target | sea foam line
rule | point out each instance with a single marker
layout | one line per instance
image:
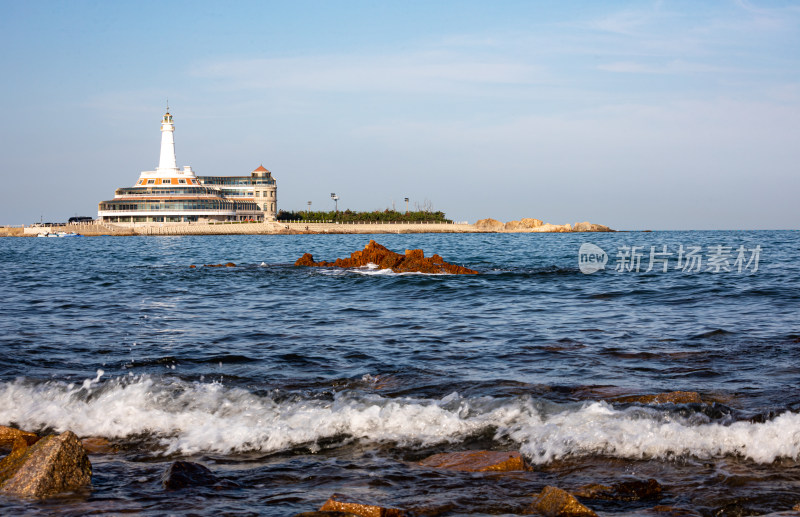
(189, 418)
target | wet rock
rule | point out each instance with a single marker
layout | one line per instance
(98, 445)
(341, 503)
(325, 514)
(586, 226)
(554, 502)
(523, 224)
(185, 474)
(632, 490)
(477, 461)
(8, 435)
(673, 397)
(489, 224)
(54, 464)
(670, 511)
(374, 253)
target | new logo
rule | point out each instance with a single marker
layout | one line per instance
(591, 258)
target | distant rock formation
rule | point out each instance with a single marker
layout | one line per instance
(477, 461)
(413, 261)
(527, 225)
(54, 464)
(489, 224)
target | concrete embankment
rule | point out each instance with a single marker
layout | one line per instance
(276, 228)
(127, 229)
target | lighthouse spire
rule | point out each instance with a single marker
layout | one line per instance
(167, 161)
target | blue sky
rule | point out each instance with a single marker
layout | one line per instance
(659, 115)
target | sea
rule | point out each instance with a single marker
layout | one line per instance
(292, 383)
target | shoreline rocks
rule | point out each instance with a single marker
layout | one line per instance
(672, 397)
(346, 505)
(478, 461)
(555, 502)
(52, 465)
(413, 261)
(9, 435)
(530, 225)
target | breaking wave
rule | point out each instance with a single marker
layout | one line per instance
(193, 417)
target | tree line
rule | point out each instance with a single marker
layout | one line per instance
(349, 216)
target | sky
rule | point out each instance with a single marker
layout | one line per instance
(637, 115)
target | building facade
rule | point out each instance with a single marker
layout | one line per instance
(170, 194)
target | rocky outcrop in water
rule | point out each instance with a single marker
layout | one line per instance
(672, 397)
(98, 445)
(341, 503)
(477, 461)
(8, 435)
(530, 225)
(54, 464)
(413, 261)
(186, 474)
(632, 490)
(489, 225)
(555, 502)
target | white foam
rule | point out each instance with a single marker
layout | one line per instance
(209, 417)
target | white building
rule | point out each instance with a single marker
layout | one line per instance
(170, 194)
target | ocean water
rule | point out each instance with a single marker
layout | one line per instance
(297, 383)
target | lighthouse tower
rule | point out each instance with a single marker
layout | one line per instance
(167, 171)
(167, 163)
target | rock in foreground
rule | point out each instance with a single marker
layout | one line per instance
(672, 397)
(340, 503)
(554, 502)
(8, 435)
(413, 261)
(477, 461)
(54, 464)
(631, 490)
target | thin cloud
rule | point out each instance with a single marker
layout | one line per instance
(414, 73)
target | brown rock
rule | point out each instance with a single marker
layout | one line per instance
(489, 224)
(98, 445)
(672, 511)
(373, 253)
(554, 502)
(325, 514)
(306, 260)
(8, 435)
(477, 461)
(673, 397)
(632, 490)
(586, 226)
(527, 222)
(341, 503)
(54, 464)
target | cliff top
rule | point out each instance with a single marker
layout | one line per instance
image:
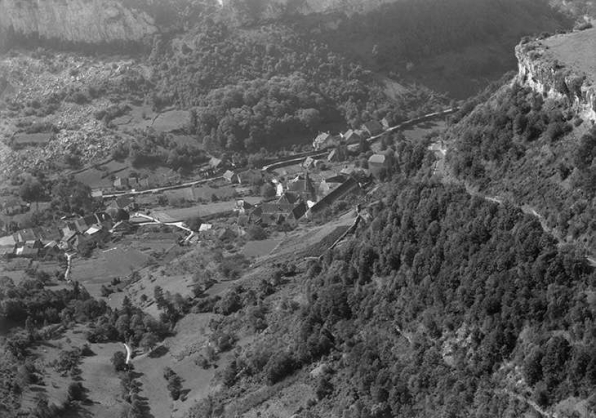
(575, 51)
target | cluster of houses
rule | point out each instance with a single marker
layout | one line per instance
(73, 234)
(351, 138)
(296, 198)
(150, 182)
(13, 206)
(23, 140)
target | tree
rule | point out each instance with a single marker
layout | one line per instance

### Exercise details
Return each line in the records that holds the string "white".

### Expected output
target | white foam
target | white building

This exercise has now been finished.